Count the lines of the records below that contain the string "bbox", and reply with the number only.

** BEGIN Exercise data **

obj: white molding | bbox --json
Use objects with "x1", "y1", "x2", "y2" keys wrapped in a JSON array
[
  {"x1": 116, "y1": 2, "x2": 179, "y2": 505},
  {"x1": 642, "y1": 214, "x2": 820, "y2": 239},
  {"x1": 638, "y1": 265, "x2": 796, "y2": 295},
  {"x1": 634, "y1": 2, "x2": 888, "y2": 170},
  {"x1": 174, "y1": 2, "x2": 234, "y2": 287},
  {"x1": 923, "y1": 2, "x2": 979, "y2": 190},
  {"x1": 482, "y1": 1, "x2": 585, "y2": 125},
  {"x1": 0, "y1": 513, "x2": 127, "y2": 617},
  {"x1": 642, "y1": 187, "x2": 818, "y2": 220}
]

** END Exercise data **
** BEGIN Exercise data **

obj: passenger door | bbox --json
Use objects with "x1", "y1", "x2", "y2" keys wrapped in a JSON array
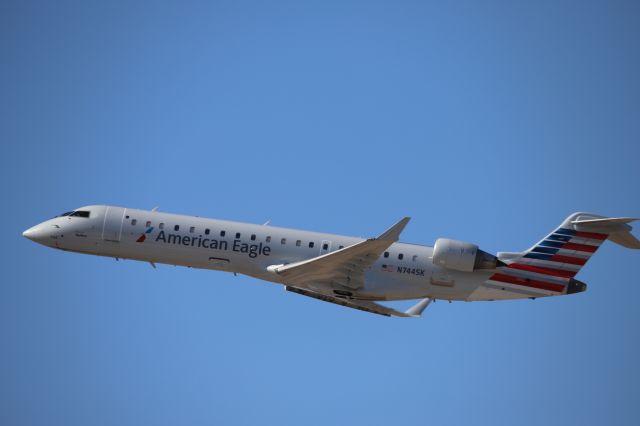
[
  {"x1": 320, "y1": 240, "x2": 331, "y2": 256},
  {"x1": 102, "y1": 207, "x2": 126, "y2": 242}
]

** END Exercise data **

- **Answer to this exercise**
2